Set exercise »
Pictures stay out of the copy; set down each line of the listing below exactly.

╭─ Input for this task

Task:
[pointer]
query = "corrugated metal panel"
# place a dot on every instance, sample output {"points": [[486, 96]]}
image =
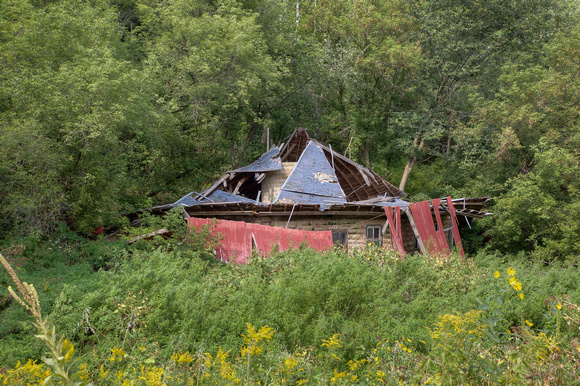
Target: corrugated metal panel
{"points": [[396, 228], [267, 162], [313, 181], [236, 241], [221, 196]]}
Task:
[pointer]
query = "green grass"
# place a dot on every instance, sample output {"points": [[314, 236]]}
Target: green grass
{"points": [[154, 301]]}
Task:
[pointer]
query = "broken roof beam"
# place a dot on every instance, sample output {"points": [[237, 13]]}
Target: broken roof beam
{"points": [[353, 190], [213, 187]]}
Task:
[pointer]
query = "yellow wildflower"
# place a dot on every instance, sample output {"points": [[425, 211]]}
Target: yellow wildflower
{"points": [[334, 341], [69, 348]]}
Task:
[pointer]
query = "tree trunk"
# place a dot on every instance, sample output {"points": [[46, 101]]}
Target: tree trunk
{"points": [[367, 156], [417, 146]]}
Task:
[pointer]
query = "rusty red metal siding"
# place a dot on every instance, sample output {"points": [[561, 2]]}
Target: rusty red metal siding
{"points": [[236, 239]]}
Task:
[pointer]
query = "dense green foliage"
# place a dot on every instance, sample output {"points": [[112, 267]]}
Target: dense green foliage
{"points": [[109, 106]]}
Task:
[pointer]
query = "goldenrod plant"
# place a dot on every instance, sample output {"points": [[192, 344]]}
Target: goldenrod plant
{"points": [[59, 357]]}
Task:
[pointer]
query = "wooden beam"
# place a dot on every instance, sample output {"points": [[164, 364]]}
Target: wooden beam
{"points": [[415, 230], [240, 182], [288, 152], [315, 213]]}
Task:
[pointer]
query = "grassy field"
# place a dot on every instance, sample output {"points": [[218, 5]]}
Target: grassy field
{"points": [[162, 313]]}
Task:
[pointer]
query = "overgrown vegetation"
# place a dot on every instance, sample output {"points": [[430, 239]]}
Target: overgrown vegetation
{"points": [[168, 314]]}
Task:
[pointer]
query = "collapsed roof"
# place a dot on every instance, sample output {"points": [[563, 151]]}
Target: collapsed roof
{"points": [[303, 175]]}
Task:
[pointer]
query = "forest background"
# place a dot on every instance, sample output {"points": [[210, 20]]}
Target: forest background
{"points": [[113, 106], [109, 106]]}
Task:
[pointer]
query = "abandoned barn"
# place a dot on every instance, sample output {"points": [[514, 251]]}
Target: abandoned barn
{"points": [[305, 185]]}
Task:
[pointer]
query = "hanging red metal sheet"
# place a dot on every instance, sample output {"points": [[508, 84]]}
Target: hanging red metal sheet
{"points": [[455, 229], [441, 239], [395, 228]]}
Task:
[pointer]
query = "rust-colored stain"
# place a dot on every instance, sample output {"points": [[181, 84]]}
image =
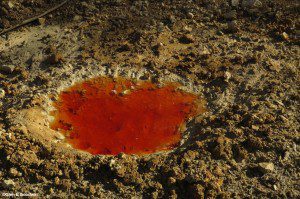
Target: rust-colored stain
{"points": [[109, 116]]}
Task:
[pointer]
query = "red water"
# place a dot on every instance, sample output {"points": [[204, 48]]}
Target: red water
{"points": [[106, 116]]}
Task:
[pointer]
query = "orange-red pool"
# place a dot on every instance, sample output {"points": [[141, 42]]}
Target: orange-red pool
{"points": [[109, 116]]}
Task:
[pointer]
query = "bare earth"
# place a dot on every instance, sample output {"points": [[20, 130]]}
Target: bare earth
{"points": [[241, 56]]}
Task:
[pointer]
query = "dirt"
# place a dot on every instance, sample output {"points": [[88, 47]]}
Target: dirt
{"points": [[242, 57]]}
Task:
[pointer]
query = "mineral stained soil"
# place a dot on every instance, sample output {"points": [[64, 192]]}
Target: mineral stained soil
{"points": [[110, 116], [240, 56]]}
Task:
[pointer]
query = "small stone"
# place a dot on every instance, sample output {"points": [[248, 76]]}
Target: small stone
{"points": [[251, 3], [42, 21], [190, 15], [56, 181], [187, 39], [8, 183], [2, 93], [171, 180], [227, 76], [10, 4], [230, 15], [92, 189], [274, 65], [254, 127], [77, 18], [235, 3], [285, 36], [13, 172], [266, 167], [232, 26], [7, 68]]}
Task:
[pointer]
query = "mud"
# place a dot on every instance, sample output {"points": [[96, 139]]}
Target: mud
{"points": [[242, 57]]}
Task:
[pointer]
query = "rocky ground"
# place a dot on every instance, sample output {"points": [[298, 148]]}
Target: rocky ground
{"points": [[241, 56]]}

╰─

Response to this exercise »
Task:
[pointer]
query = "corrugated metal panel"
# place a dot on every instance, sample output {"points": [[486, 96]]}
image =
Target: corrugated metal panel
{"points": [[396, 228], [267, 162], [313, 181], [236, 241], [221, 196]]}
Task:
[pointer]
query = "green grass"
# place a dot on every instance, sample output {"points": [[314, 236]]}
Target: green grass
{"points": [[154, 301]]}
Task:
[pointer]
query = "broken roof beam"
# place a dot on every instance, sample output {"points": [[237, 13]]}
Target: broken roof beam
{"points": [[353, 190], [213, 187]]}
Task:
[pointer]
query = "yellow wildflower"
# place a dot on every instance, sample output {"points": [[425, 211]]}
Target: yellow wildflower
{"points": [[334, 341], [69, 348]]}
Task:
[pointer]
query = "tree trunk"
# place a dot on every instance, sample output {"points": [[46, 101]]}
Target: tree trunk
{"points": [[367, 156], [417, 146]]}
Task:
[pointer]
query = "rusty red metal siding"
# place a dot on every instance, sample output {"points": [[561, 2]]}
Target: rusty red metal siding
{"points": [[236, 239]]}
Task:
[pointer]
query = "dense green foliage"
# place a dot on every instance, sample output {"points": [[112, 267]]}
Target: dense green foliage
{"points": [[109, 106]]}
Task:
[pointer]
query = "goldenrod plant"
# place a dot on every instance, sample output {"points": [[192, 344]]}
Target: goldenrod plant
{"points": [[59, 357]]}
Task:
[pointer]
query = "wooden beam"
# place a dot on every instance, sample output {"points": [[164, 364]]}
Target: wooden beam
{"points": [[415, 230], [240, 182], [288, 152], [315, 213]]}
Task:
[pointer]
query = "grassy field"
# place a dot on every instance, sample output {"points": [[218, 5]]}
Target: grassy field
{"points": [[162, 313]]}
Task:
[pointer]
query = "overgrown vegetation"
# place a dot on every instance, sample output {"points": [[430, 239]]}
Target: overgrown vegetation
{"points": [[168, 314]]}
Task:
[pointer]
query = "collapsed roof"
# place a dot on every instance, sample output {"points": [[563, 151]]}
Target: collapsed roof
{"points": [[303, 175]]}
Task:
[pointer]
query = "forest background"
# place a dot on every instance, sample output {"points": [[210, 20]]}
Target: forest background
{"points": [[113, 106], [109, 106]]}
Task:
[pointer]
query = "abandoned barn"
# place a dot on every instance, sample output {"points": [[514, 251]]}
Target: abandoned barn
{"points": [[305, 185]]}
Task:
[pointer]
query = "hanging red metal sheet"
# place a dot on every instance, sample output {"points": [[508, 84]]}
Target: hanging red metal sheet
{"points": [[455, 229], [441, 239], [395, 228]]}
Task:
[pointer]
query = "rust-colored stain"
# place a dot on every instance, sample output {"points": [[181, 84]]}
image =
Target: rust-colored stain
{"points": [[109, 116]]}
Task:
[pointer]
query = "red water"
# place a dot on every instance, sample output {"points": [[204, 48]]}
Target: red water
{"points": [[106, 116]]}
Task:
[pointer]
query = "orange-red pool"
# place a dot on every instance, sample output {"points": [[141, 42]]}
Target: orange-red pool
{"points": [[109, 116]]}
Task:
[pointer]
query = "bare earth"
# place a dot on every instance, sample output {"points": [[20, 130]]}
Target: bare earth
{"points": [[241, 56]]}
Task:
[pointer]
query = "dirt"
# place a dot on every instance, sample output {"points": [[88, 47]]}
Target: dirt
{"points": [[242, 57]]}
Task:
[pointer]
query = "mineral stained soil"
# place a dot on every instance, sample output {"points": [[64, 192]]}
Target: mineral stained soil
{"points": [[110, 116], [240, 56]]}
Task:
[pointer]
query = "small stone"
# place a dot on every instance, sample output {"points": [[248, 76]]}
Target: small stone
{"points": [[251, 3], [42, 21], [190, 15], [56, 181], [187, 39], [8, 183], [2, 93], [171, 180], [227, 76], [10, 4], [230, 15], [92, 189], [274, 65], [254, 127], [77, 18], [235, 3], [285, 36], [13, 172], [266, 167], [232, 26], [7, 68]]}
Task:
[pointer]
query = "mud"
# place a dot on every instance, sample output {"points": [[96, 139]]}
Target: mud
{"points": [[242, 57]]}
Task:
[pointer]
query = "rocky ground"
# place a dot on every instance, sample output {"points": [[298, 148]]}
Target: rocky ground
{"points": [[241, 56]]}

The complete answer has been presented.